## START Excerpt

Your “onboot” are two, as we said before, sequential things. Your “onshutdown” as well. I really don't remember who put this in. It's been there for a while, but somebody clearly likes – someone can place this - "So Long, and Thanks for all the Fish." Douglas Adams. Yes, not a lot of people read it nowadays. It is a great series. Little too whimsical, but it's great. And last but not least, your “services”, which are the things that you really care about, (there's no straight back one element) which are your services. Here I'm running getty because if you want to log in at all, you need getty or sshd. You need something to get in - or telnetd, but I don't think anybody runs that nowadays - You need something to get in. I highly recommend when you run in production, don't use “insecure=true”. That's a nice little thing that says, “don't ask for a password” when you log in on the console. If you do that, and you get breached, don't say I told you to do it, but I'm telling you not to do it. It's not my fault.

One of the vendors downstairs, as I walked out of the keynote, at the very end of it, had one of the screens with the rotating signs, one of the security vendors, and it said, "Don't be the next Equifax." It's great. Here's one, two, three services you're running: getty, rngd, and nginx. It's going to run nginx. The pair that's over there. These are Docker images. They're running in containerd, so if you need them to have certain capabilities, you have to explicitly give it to them. And last, we're putting “resolv.conf” there so it can run.

Finally, if you want to copy files over at build time, just like you might do, for example, with the Dockerfile, you explicitly can tell it, "I'd like to put these files in." There's a whole series of ways you can put things in. I don't want to get into it too deeply, is we put in the base of the system. I'm not going to the trust, but it has to do with Docker trust and images. And last but not least, the manufacturing process. Do a quick check of time. Good, doing great. I'd ask if people recognize where this is from, but it kind of gives it away with the tail.

Participant: Boeing.

Yeah. Has anybody visited that plant? This is fantastic. “The Future of Flight”. I think it's called “The Future of Flight” or “Future of Flight” tour in - is it Everett? Is that the town? - Everett. It's about half-hour north of downtown Seattle. It is fabulous. It is so much fun for people, especially if you like engineering. This is just awesome. You actually kind of go, if it's not this side, it's the other side, they take you through the tunnels underneath and to the top. You see the production line for the 777, 787, I think the 747. They have two lines for the 787, so one of the two lines for it. It is tons of fun. It really is. I highly recommend it.

## END Excerpt
## START Supplied records

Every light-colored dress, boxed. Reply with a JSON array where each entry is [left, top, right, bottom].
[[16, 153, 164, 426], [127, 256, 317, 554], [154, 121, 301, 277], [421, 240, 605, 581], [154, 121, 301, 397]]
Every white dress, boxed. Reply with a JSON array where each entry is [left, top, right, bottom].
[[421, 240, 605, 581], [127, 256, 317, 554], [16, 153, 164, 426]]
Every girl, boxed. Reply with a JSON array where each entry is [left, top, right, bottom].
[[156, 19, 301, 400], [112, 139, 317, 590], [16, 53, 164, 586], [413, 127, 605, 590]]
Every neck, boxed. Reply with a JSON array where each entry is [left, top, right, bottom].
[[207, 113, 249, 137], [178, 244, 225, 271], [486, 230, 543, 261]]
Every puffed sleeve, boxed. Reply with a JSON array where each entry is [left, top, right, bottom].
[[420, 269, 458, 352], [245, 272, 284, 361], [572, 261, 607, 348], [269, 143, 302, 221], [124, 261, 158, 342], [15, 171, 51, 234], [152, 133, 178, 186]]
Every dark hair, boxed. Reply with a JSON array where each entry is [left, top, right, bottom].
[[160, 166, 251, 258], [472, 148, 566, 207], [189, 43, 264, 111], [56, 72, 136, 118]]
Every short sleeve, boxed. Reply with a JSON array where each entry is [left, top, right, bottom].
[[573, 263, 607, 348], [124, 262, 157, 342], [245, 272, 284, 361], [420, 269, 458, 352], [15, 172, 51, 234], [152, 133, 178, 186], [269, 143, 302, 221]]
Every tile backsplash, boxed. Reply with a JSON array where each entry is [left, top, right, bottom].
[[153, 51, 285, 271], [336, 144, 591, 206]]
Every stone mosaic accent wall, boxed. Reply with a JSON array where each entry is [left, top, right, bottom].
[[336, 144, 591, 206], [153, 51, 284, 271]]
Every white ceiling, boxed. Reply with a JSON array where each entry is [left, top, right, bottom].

## END Supplied records

Translate this sentence from the talk excerpt into Spanish: "It is so much fun for people, especially if you like engineering." Work from the text alone.

Task response =>
Es muy divertido para la gente, sobre todo si te gusta la ingeniería.